--- BEGIN Data supplied ---

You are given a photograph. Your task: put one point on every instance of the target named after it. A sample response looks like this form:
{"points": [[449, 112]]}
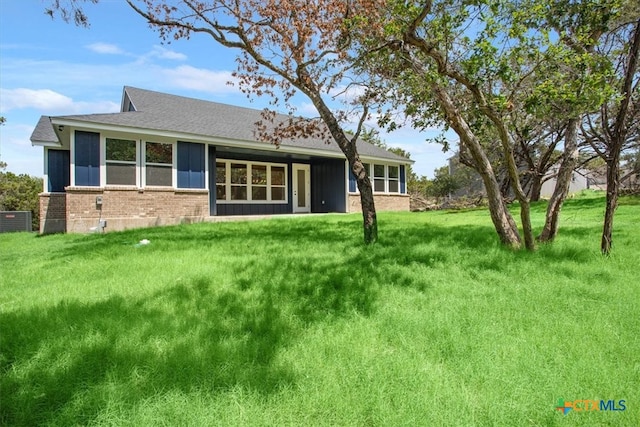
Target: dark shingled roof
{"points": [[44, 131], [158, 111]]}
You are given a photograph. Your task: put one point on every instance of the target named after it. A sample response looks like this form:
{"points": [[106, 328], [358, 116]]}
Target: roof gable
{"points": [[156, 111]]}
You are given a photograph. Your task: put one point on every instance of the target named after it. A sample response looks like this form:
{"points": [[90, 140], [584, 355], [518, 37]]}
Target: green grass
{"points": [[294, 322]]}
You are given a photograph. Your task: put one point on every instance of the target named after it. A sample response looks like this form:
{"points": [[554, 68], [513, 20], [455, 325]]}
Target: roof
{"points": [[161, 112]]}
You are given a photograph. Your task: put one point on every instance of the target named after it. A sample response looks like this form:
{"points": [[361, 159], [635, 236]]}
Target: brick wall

--- END Data supplied ---

**To do**
Pick out every line of the material above that contains the string "points".

**Correct result**
{"points": [[449, 112]]}
{"points": [[44, 131], [158, 111]]}
{"points": [[106, 328], [358, 116]]}
{"points": [[156, 111]]}
{"points": [[90, 140], [584, 355], [518, 37]]}
{"points": [[294, 322]]}
{"points": [[554, 68], [513, 20], [455, 325]]}
{"points": [[161, 112]]}
{"points": [[361, 159], [635, 236]]}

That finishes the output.